- _WHAT TO DO_
Pick out every line in the items below that contains the word "herb" and copy each one.

Collected data
===============

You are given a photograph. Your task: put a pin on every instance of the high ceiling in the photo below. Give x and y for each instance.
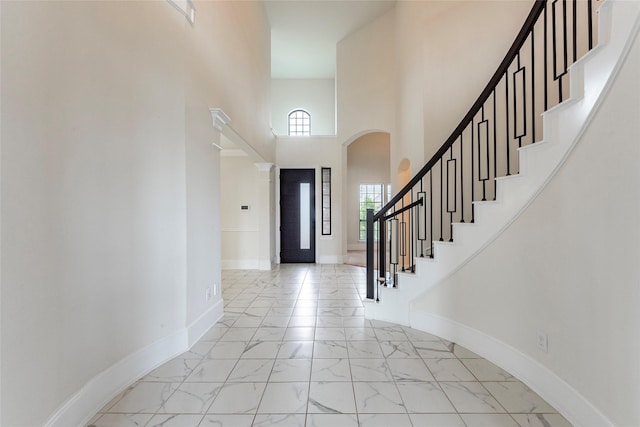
(304, 33)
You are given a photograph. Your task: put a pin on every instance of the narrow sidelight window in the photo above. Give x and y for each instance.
(326, 201)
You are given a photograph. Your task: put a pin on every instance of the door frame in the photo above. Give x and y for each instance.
(278, 215)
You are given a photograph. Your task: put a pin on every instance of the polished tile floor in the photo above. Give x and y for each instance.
(294, 349)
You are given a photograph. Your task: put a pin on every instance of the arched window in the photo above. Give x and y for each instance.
(299, 123)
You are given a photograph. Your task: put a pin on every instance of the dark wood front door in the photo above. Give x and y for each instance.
(297, 216)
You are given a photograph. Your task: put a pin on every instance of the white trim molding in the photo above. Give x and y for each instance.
(569, 403)
(202, 324)
(264, 167)
(83, 405)
(101, 389)
(220, 119)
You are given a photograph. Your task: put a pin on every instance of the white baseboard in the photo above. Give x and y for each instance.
(564, 398)
(202, 324)
(330, 259)
(240, 264)
(82, 406)
(79, 408)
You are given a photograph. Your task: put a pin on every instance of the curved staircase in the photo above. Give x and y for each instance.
(562, 126)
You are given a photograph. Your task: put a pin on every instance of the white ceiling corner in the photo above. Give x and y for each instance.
(304, 33)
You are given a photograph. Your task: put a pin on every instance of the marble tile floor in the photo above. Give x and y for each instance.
(294, 349)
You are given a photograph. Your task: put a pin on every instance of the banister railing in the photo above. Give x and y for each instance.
(532, 77)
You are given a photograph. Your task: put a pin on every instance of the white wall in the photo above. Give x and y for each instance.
(315, 153)
(367, 163)
(568, 266)
(460, 53)
(110, 201)
(364, 79)
(240, 231)
(316, 96)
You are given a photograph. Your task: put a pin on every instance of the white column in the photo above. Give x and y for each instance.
(265, 204)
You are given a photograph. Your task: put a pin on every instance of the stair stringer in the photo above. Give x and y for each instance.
(563, 125)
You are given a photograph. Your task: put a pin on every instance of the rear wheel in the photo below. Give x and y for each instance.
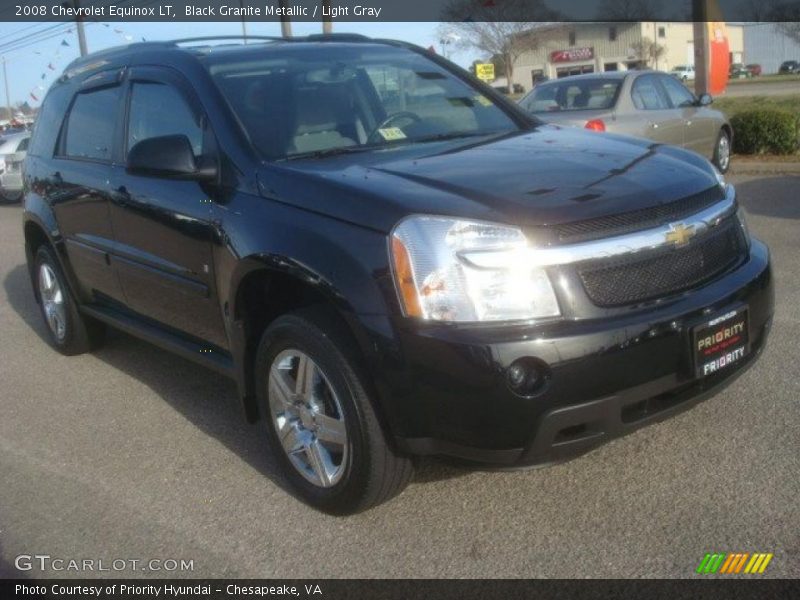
(321, 424)
(70, 332)
(722, 152)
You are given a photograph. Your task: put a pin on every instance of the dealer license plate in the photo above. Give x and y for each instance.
(720, 342)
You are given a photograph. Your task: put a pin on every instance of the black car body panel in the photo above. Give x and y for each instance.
(173, 261)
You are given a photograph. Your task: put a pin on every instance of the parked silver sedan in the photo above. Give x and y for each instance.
(13, 148)
(647, 104)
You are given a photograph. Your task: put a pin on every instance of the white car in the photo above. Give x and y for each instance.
(13, 148)
(683, 72)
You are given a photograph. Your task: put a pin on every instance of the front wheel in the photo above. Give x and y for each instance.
(70, 332)
(722, 152)
(321, 424)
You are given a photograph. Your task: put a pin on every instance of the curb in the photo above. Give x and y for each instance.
(750, 167)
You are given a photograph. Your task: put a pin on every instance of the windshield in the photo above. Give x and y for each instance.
(580, 94)
(312, 99)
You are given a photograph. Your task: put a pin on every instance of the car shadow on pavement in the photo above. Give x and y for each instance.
(767, 196)
(206, 399)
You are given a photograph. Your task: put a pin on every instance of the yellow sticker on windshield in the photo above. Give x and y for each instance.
(392, 133)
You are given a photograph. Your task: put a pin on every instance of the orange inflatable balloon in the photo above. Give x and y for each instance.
(719, 58)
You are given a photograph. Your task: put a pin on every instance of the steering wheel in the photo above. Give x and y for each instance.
(375, 136)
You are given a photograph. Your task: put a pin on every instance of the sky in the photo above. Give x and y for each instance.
(25, 67)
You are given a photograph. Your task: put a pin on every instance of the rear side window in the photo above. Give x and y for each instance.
(48, 123)
(90, 128)
(647, 95)
(158, 110)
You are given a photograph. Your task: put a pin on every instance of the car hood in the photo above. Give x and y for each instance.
(546, 176)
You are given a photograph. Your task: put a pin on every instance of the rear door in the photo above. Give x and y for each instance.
(164, 226)
(78, 183)
(654, 115)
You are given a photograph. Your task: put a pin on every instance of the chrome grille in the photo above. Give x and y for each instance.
(646, 276)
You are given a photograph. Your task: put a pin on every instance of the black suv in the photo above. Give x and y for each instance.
(388, 257)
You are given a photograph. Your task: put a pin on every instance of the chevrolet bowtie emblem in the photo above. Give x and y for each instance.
(679, 234)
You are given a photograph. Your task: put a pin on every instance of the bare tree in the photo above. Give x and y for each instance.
(499, 29)
(647, 51)
(626, 10)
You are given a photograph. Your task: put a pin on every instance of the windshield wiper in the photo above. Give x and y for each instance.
(330, 152)
(454, 135)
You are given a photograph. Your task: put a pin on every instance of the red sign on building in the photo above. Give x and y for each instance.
(572, 55)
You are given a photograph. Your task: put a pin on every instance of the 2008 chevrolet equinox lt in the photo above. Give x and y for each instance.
(389, 258)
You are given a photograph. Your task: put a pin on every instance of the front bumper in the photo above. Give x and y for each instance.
(444, 388)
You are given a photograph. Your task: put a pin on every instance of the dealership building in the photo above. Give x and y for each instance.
(574, 48)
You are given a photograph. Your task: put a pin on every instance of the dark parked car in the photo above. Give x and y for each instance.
(389, 258)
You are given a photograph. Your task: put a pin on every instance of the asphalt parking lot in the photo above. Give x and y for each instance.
(132, 453)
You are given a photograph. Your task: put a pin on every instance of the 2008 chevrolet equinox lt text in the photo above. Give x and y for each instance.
(389, 258)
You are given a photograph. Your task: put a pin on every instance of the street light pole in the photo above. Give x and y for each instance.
(286, 24)
(8, 96)
(327, 24)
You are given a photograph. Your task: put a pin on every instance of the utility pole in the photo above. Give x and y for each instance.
(8, 96)
(79, 26)
(286, 23)
(244, 22)
(700, 10)
(327, 24)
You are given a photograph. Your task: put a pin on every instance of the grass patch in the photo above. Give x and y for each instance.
(731, 106)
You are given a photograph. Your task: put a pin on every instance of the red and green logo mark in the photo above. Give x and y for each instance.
(732, 563)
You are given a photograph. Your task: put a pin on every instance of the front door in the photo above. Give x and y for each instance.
(163, 227)
(79, 187)
(656, 119)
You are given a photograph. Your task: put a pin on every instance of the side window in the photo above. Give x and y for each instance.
(679, 96)
(158, 110)
(90, 126)
(48, 123)
(647, 94)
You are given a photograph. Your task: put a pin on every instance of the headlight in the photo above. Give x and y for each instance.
(436, 282)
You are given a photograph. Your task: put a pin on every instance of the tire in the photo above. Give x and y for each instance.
(70, 332)
(722, 151)
(364, 469)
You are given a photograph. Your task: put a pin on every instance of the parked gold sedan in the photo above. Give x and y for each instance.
(645, 104)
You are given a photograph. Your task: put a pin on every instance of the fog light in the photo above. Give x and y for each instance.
(526, 376)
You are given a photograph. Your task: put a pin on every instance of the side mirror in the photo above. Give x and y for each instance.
(168, 156)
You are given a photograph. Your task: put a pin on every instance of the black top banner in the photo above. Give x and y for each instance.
(401, 10)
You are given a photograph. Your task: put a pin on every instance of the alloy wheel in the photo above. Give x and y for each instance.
(52, 301)
(308, 418)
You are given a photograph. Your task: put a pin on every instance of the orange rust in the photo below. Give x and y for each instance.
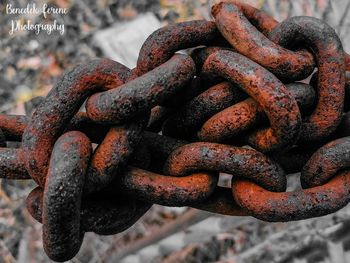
(278, 103)
(297, 205)
(240, 162)
(166, 190)
(327, 48)
(248, 41)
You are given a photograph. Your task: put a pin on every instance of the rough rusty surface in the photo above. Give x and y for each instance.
(327, 48)
(13, 126)
(347, 92)
(62, 235)
(11, 164)
(297, 205)
(99, 213)
(293, 160)
(143, 93)
(166, 190)
(111, 156)
(344, 127)
(158, 115)
(250, 42)
(240, 162)
(260, 19)
(274, 98)
(64, 100)
(201, 96)
(163, 43)
(326, 162)
(220, 202)
(186, 121)
(248, 114)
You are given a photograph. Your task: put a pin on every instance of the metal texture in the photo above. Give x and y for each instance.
(164, 131)
(278, 103)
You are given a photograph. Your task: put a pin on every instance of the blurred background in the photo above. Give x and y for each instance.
(30, 64)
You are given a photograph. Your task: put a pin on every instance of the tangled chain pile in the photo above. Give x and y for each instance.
(235, 87)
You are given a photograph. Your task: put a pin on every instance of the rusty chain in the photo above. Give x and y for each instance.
(163, 131)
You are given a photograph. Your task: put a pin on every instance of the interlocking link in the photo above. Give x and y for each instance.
(162, 133)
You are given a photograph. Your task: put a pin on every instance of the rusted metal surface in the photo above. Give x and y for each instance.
(220, 202)
(250, 42)
(241, 162)
(148, 126)
(136, 96)
(61, 104)
(186, 121)
(12, 165)
(278, 103)
(248, 114)
(111, 156)
(62, 235)
(166, 190)
(328, 50)
(103, 215)
(163, 43)
(326, 162)
(297, 205)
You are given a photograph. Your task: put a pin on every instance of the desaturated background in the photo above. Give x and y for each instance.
(30, 65)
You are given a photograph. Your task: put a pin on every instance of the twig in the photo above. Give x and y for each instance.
(189, 218)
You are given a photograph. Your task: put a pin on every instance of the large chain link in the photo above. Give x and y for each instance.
(166, 129)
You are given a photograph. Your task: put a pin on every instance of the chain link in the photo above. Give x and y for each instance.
(165, 130)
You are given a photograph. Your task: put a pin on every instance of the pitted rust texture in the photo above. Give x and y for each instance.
(141, 94)
(241, 162)
(220, 202)
(247, 114)
(326, 162)
(99, 214)
(113, 153)
(248, 41)
(13, 126)
(326, 45)
(184, 122)
(160, 46)
(158, 115)
(277, 102)
(60, 105)
(135, 164)
(166, 190)
(290, 206)
(62, 235)
(12, 165)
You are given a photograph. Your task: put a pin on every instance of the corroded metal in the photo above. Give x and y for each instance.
(241, 162)
(147, 128)
(278, 103)
(250, 42)
(327, 47)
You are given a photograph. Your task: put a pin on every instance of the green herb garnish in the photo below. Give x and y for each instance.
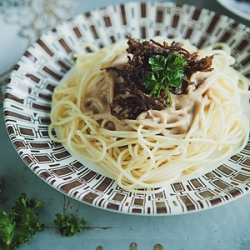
(21, 224)
(166, 71)
(68, 224)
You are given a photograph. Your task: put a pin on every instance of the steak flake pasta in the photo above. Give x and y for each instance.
(204, 126)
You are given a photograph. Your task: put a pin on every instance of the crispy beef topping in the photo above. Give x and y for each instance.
(133, 97)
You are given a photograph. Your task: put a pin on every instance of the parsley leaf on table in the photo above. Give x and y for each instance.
(21, 224)
(68, 224)
(166, 71)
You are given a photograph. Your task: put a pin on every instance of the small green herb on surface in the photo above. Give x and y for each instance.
(166, 71)
(21, 224)
(68, 224)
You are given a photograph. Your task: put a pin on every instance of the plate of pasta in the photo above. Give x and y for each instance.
(120, 111)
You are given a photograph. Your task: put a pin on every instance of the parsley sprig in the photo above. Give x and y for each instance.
(17, 227)
(68, 224)
(166, 71)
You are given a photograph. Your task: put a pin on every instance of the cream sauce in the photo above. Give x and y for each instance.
(177, 119)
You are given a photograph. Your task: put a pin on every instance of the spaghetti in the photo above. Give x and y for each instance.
(160, 146)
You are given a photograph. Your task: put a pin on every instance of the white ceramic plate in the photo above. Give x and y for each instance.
(241, 9)
(28, 98)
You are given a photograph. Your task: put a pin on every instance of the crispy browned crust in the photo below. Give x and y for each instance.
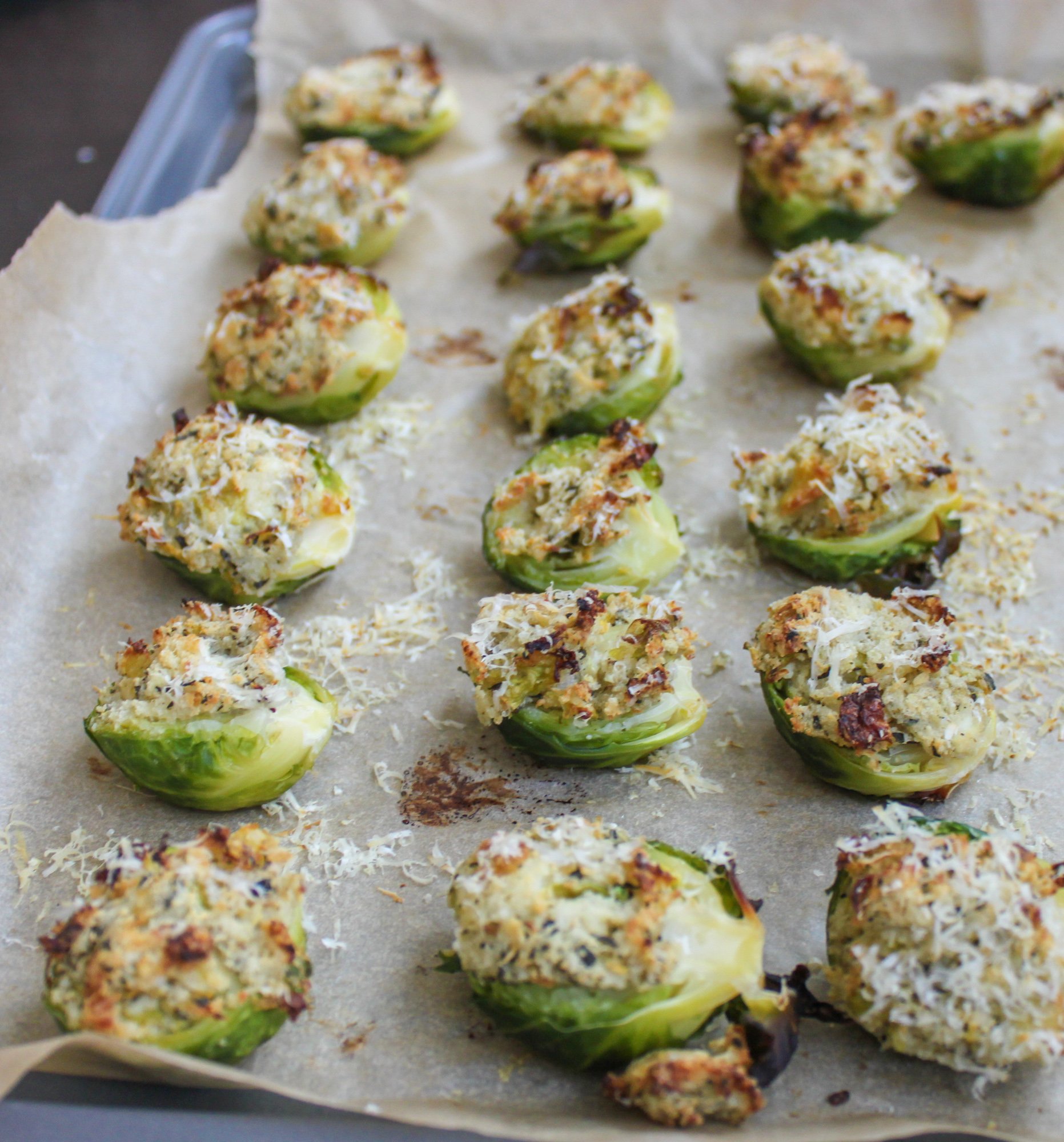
(688, 1088)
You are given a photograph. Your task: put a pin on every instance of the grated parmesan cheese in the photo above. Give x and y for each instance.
(949, 948)
(332, 648)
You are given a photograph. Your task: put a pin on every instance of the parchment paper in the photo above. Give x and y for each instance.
(98, 345)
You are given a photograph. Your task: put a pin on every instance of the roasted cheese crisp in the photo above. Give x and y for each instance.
(616, 106)
(395, 98)
(870, 674)
(798, 73)
(248, 510)
(600, 353)
(340, 203)
(580, 655)
(948, 945)
(195, 947)
(304, 342)
(868, 462)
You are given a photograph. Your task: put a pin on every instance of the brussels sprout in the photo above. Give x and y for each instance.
(395, 99)
(996, 143)
(584, 510)
(945, 943)
(577, 988)
(207, 717)
(818, 175)
(870, 694)
(342, 203)
(798, 73)
(306, 344)
(844, 311)
(867, 486)
(618, 107)
(576, 679)
(246, 510)
(601, 355)
(584, 210)
(688, 1088)
(196, 948)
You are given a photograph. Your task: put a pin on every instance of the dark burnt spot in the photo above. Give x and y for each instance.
(589, 606)
(188, 947)
(565, 660)
(539, 646)
(63, 936)
(624, 302)
(442, 787)
(295, 1004)
(862, 719)
(267, 267)
(653, 682)
(465, 348)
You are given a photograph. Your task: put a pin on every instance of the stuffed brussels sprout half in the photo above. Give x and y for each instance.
(688, 1088)
(579, 679)
(870, 693)
(844, 311)
(207, 715)
(196, 947)
(948, 944)
(342, 203)
(244, 510)
(395, 99)
(866, 486)
(601, 355)
(584, 510)
(818, 175)
(306, 344)
(595, 947)
(798, 73)
(584, 210)
(594, 103)
(996, 143)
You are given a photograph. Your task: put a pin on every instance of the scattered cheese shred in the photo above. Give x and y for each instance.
(331, 647)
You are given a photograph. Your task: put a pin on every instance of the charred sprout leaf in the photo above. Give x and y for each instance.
(918, 569)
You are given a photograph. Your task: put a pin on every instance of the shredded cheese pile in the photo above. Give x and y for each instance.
(334, 648)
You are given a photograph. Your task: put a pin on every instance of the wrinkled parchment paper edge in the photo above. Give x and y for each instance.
(98, 1057)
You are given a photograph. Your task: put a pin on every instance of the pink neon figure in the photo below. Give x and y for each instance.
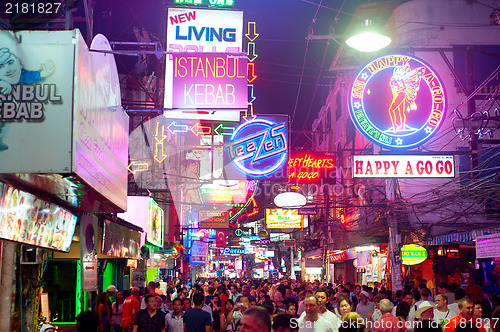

===============

- _SOLUTION FOR THIS TASK_
You are given a photograph. Your task: put a pin on every instance of the green herb garnish in the photo below. Give x and y for each instance.
You are given a photograph. Your task: put a pin on every instance of the small green herb on surface in the photo above. Give x and y for each instance.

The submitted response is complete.